* [Given instruction a]: Extract each line of the listing that contains the word "person". Case counts, so match it letter for letter.

* [Extract to read]:
==========
NVIDIA Fermi: Architecture discussion

Power consumptions - the #1 reason not to build a supercomputer.

Yeah exactly, that doesn't fly at all for a couple reasons. Power consumption can't be high on their list of concerns given the perf/watt advantage of GPUs over CPUs. And why in the world would ORNL commit to such a large project without knowing what the power requirements would be? Maybe Nvidia could have promised something and broken that promise but it's hard to believe Nvidia would still be guessing at power consumption at this late stage.
 
Yeah exactly, that doesn't fly at all for a couple reasons. Power consumption can't be high on their list of concerns given the perf/watt advantage of GPUs over CPUs. And why in the world would ORNL commit to such a large project without knowing what the power requirements would be? Maybe Nvidia could have promised something and broken that promise but it's hard to believe Nvidia would still be guessing at power consumption at this late stage.
==========
Image point labeling entries
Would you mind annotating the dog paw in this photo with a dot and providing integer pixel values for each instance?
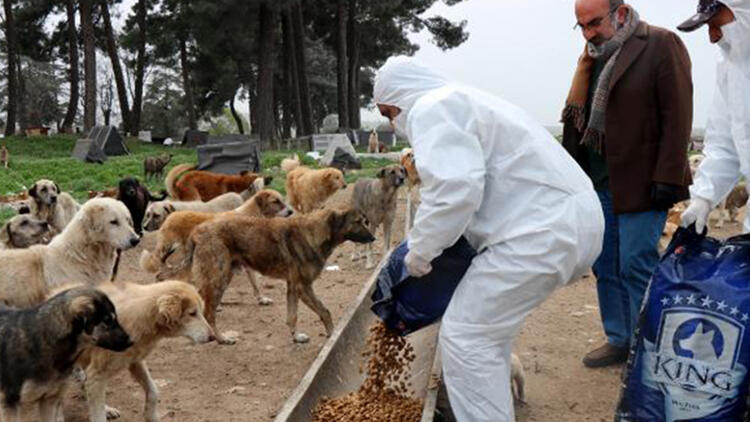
(265, 301)
(112, 413)
(228, 339)
(301, 338)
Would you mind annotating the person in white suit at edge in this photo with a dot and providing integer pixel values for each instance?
(492, 174)
(727, 139)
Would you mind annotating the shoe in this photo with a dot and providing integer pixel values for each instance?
(606, 355)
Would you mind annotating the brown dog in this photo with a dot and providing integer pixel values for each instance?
(195, 185)
(292, 249)
(176, 229)
(154, 166)
(308, 189)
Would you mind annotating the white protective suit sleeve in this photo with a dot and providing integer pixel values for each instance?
(720, 170)
(451, 166)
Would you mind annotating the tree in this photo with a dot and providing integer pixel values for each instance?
(86, 10)
(114, 57)
(72, 33)
(11, 43)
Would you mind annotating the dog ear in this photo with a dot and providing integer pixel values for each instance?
(170, 310)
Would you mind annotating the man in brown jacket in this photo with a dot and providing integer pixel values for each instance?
(627, 122)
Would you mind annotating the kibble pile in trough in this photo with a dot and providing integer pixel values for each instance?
(383, 395)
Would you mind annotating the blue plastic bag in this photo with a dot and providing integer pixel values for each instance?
(405, 303)
(690, 359)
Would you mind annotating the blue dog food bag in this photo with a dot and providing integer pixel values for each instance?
(690, 359)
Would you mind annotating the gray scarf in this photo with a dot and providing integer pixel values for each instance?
(609, 51)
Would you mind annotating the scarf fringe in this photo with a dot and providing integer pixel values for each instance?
(593, 139)
(574, 114)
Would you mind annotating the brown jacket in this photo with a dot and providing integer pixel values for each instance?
(649, 120)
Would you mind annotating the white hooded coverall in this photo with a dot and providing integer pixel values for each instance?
(727, 139)
(490, 173)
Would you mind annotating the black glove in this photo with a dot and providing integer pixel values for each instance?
(664, 196)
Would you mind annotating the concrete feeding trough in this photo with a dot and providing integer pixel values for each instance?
(335, 372)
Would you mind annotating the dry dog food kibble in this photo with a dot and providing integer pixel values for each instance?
(382, 397)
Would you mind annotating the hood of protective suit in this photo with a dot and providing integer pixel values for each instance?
(735, 43)
(402, 81)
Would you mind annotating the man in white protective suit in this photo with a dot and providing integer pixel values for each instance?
(727, 139)
(492, 174)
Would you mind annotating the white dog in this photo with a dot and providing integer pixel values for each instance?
(49, 204)
(85, 252)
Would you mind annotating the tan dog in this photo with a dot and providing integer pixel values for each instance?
(23, 231)
(289, 164)
(51, 205)
(85, 252)
(292, 249)
(194, 185)
(157, 212)
(376, 199)
(177, 228)
(4, 156)
(373, 143)
(148, 313)
(309, 189)
(412, 186)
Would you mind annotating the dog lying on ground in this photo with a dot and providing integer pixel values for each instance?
(293, 249)
(412, 186)
(4, 156)
(176, 231)
(376, 199)
(85, 252)
(107, 193)
(184, 183)
(23, 231)
(157, 212)
(373, 143)
(49, 204)
(41, 344)
(136, 197)
(307, 189)
(154, 166)
(149, 313)
(289, 164)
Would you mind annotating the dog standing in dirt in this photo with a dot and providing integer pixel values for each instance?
(154, 166)
(293, 249)
(412, 186)
(377, 200)
(149, 313)
(308, 189)
(4, 156)
(23, 231)
(41, 345)
(85, 252)
(136, 197)
(52, 205)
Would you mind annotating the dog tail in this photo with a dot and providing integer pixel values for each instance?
(174, 175)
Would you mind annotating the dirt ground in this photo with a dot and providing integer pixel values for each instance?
(251, 380)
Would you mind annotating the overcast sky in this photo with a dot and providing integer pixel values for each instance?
(525, 50)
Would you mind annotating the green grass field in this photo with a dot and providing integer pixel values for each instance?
(35, 158)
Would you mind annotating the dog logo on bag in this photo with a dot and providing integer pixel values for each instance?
(694, 358)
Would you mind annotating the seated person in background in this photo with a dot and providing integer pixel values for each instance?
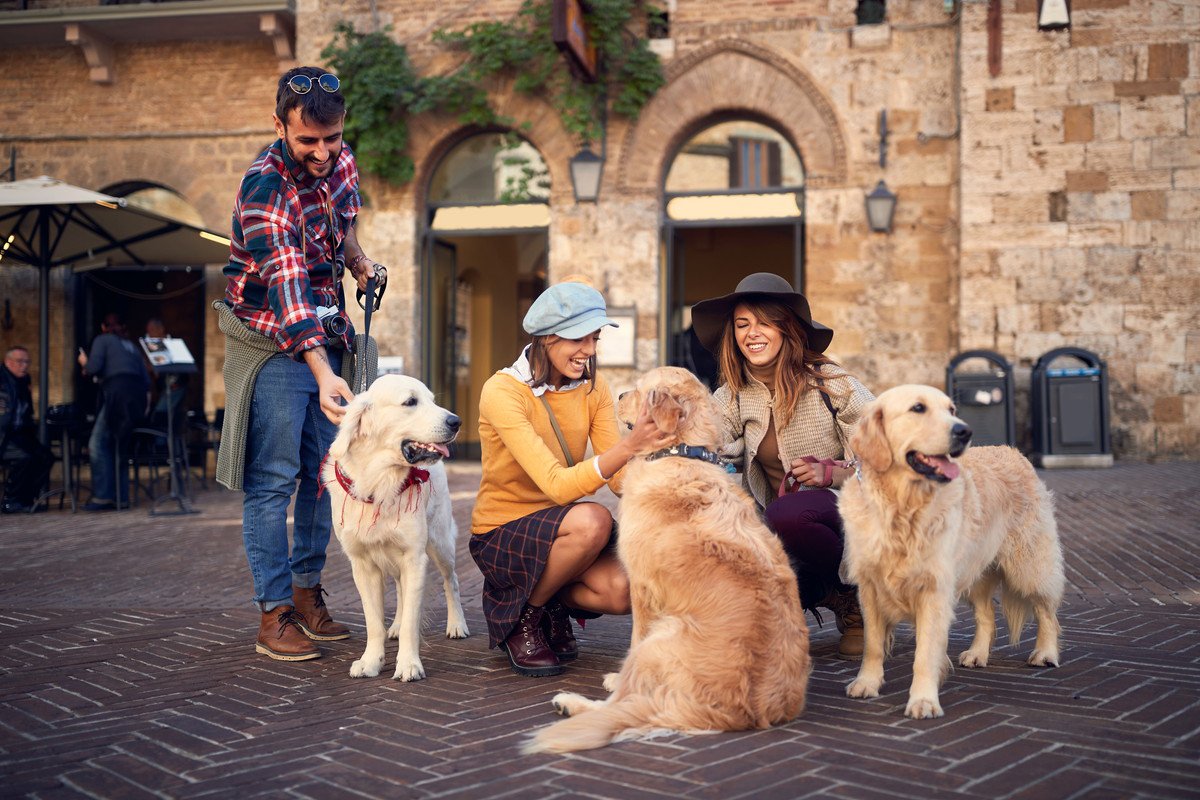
(18, 435)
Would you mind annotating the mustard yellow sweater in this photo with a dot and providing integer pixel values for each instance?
(522, 462)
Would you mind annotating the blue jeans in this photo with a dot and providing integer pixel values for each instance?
(287, 439)
(124, 398)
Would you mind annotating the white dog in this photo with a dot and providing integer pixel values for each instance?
(391, 510)
(929, 521)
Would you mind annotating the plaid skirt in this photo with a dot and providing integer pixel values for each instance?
(511, 558)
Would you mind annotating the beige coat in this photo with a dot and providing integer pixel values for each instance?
(813, 429)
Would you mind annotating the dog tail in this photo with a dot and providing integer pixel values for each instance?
(595, 727)
(1017, 609)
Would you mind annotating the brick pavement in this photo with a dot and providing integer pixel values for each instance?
(127, 671)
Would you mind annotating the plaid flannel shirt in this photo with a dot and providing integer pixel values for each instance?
(287, 252)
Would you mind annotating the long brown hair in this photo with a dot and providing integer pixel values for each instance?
(539, 362)
(797, 367)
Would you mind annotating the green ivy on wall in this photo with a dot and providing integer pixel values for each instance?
(384, 90)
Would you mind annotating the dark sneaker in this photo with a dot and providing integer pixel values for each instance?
(529, 655)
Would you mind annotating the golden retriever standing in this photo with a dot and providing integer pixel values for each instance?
(719, 639)
(391, 509)
(928, 522)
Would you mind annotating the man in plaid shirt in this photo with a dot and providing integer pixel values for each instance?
(293, 238)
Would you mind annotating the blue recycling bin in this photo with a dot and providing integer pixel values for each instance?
(1069, 408)
(984, 397)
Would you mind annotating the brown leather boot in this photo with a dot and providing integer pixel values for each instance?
(849, 619)
(315, 619)
(527, 648)
(556, 624)
(281, 638)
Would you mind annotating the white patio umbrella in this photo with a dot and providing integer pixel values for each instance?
(47, 223)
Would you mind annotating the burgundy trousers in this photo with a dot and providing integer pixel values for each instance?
(809, 525)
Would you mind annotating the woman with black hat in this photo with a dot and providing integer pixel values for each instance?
(790, 410)
(544, 554)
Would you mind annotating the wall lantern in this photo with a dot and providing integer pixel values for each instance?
(586, 169)
(881, 206)
(1054, 14)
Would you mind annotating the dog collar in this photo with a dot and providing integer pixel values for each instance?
(693, 451)
(415, 477)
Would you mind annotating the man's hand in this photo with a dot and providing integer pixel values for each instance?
(330, 385)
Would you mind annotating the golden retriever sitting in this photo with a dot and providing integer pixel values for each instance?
(928, 522)
(391, 509)
(719, 641)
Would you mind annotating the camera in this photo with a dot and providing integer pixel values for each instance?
(336, 325)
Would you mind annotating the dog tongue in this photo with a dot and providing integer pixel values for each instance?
(945, 467)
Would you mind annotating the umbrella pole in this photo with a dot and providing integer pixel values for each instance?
(43, 324)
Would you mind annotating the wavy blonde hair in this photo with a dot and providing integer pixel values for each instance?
(797, 367)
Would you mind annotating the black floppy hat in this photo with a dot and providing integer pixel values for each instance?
(708, 317)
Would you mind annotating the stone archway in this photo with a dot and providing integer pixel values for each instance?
==========
* [Given instruction b]: Write what comes next in the forum thread about NVIDIA's Fermi architecture, starting after its final post.

* [Exercise output a]:
Would you mind annotating the person in white suit at edge in this photo with a dot and providing integer pixel values for each instance?
Would you mind annotating the seated person in background in this photo with a dot and providing integer pixel values for each instance?

* [Exercise output b]:
The deal wasn't announced yesterday. It's very plausible that when it was made, Nvidia wasn't 100% sure of the final FLOPS/W ratio.
 
The deal wasn't announced yesterday. It's very plausible that when it was made, Nvidia wasn't 100% sure of the final FLOPS/W ratio.

Let's take the rumoured 130W 3.33Ghz Gulftown and assign it a generous 5 flops (scalar+SSE) per core. That's 0.77Gflops/watt. Nvidia set power consumption of the 2.1TF S2050 at 900W. That's 2.3Gflops/watt and that number is handicapped since it includes memory power consumption as well. 3x the flops/watt of the best case CPU.

So given those numbers how big does the error in their estimation have to be to make Fermi unattractive due to power consumption?
 
Let's take the rumoured 130W 3.33Ghz Gulftown and assign it 7 flops (scalar+SSE) per core. That's 1.08Gflops/watt. Nvidia set power consumption of the 2.1TF S2050 at 900W. That's 2.3Gflops/watt and that number is handicapped since it includes memory power consumption as well. Twice the flops/watt of the best case CPU.

So given those numbers how big does the error in their estimation have to be to make Fermi unattractive due to power consumption?

I would have to agree with your first comment to the "article". It just doesn't fly :)
And since there's no confirmation from either side, especially OR, it's highly doubtful that 1) OR really won't be using Fermi and 2) if indeed OR won't be using Fermi for their supercomputer, that the reasons for that are related with power consumption.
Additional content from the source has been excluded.